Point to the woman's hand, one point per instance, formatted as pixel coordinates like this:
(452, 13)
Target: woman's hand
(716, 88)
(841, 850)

═══

[WHAT YOU HAVE TO DO] Turn the rows above into a numbered list, omitting any blank lines.

[PROBLEM SOLUTION]
1. Point to the woman's hand, one point per instance, formatted as pixel coordinates like this:
2. (452, 13)
3. Target: woman's hand
4. (716, 88)
5. (841, 850)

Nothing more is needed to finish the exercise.